TEXTO DE LA PÁGINA:
>>

Pídale usted a un vecino que baje la música, dígale al chófer del bus que no vaya tan rápido, pídale a su vecina que por favor su perro no haga sus necesidades en el jardín suyo, y dígame después si los ticos son pacíficos. Lo más probable es que reciba usted un gesto de burla o desprecio, o una nueva e insólita modalidad que consiste en decir con un tono irónico: “Cristo te ama” como frase sustituta para mandarlo a uno al carajo.

En realidad, en Costa Rica hemos convertido la violencia y la agresividad en tabúes. A la mítica incapacidad de los ticos para decir “no”, añadamos el miedo (o al menos renuencia absoluta) a enojarse, la imposibilidad de enfrentarse, de debatir, de decir las cosas a la cara. No es que no tengamos impulsos violentos, es que nos los tragamos. Un amigo médico está trabajando en la hipótesis de que por eso este “vergel bello de aromas y flores” es uno de los países del planeta con más cáncer de mama, hígado y estómago: por las emociones mal digeridas o reprimidas.

La gente de mi generación (infancia en los años setenta, adolescencia en los ochenta) sin duda recordará cómo se nos insistía en que éramos diferentes a los demás latinoamericanos. Nosotros éramos más educados, más europeizados, más blancos' Y eso explicaba por qué no teníamos Ejército ni guerra ni guerrilla. Los problemáticos, peleones e incultos eran nuestros vecinos, ¿se acuerdan?

Los otros. Los violentos son los otros, los nicas, los salvadoreños, los colombianos... Es lo que nos gusta creer. Pero nuestra paz estaba basada en un chauvinismo ingenuo y, ahora, como la jarana, la violencia nos ha salido en cara.

Los costarricenses, ese pueblo que hace unos años se declaraba en una encuesta “el país más feliz del mundo”, piensa en pleno que su mayor problema es la inseguridad ciudadana, a la que podríamos llamar también violencia civil.

Esa es la neurosis en que vivimos: por un lado sonriéndole al amigo encuestador, diciéndole que somos felices (imagino que “gracias a Dios”), y, por otro, muertos de miedo y angustia. Mientras tanto, la creencia de que esto es una fatalidad que nos ha venido de fuera no solo no se sostiene, sino que no ayuda en nada.

<<

MATERIAL PROPORCIONADO:
>>

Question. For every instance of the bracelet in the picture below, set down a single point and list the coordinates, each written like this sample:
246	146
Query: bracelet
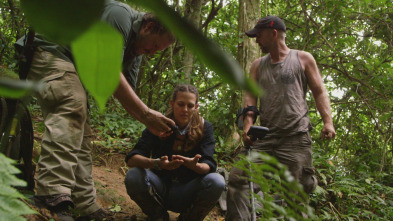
155	164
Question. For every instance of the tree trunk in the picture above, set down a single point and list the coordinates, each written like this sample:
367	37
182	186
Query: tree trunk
193	15
248	50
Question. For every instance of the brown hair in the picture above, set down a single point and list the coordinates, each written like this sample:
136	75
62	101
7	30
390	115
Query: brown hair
195	128
158	27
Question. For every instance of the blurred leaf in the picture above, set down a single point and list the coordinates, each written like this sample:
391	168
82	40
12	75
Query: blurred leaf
98	56
62	21
208	52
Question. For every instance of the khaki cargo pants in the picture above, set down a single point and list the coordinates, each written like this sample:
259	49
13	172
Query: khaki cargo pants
294	151
65	163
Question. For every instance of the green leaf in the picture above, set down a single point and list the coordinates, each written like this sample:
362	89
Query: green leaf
62	21
208	52
17	88
98	56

<<

DESCRIPCIÓN DEL PROBLEMA: En el texto sobre la violencia en Costa Rica, ¿a qué atribuye la hipótesis del amigo médico que el país esté entre los de más cáncer de mama, hígado y estómago? Responda en una a tres oraciones. Los ítems proceden de una fuente distinta.

SOLUCIÓN PROPUESTA: La hipótesis lo atribuye a las emociones mal digeridas o reprimidas. Según el texto, los costarricenses tienen impulsos violentos, pero se los tragan porque han convertido la violencia y la agresividad en tabúes.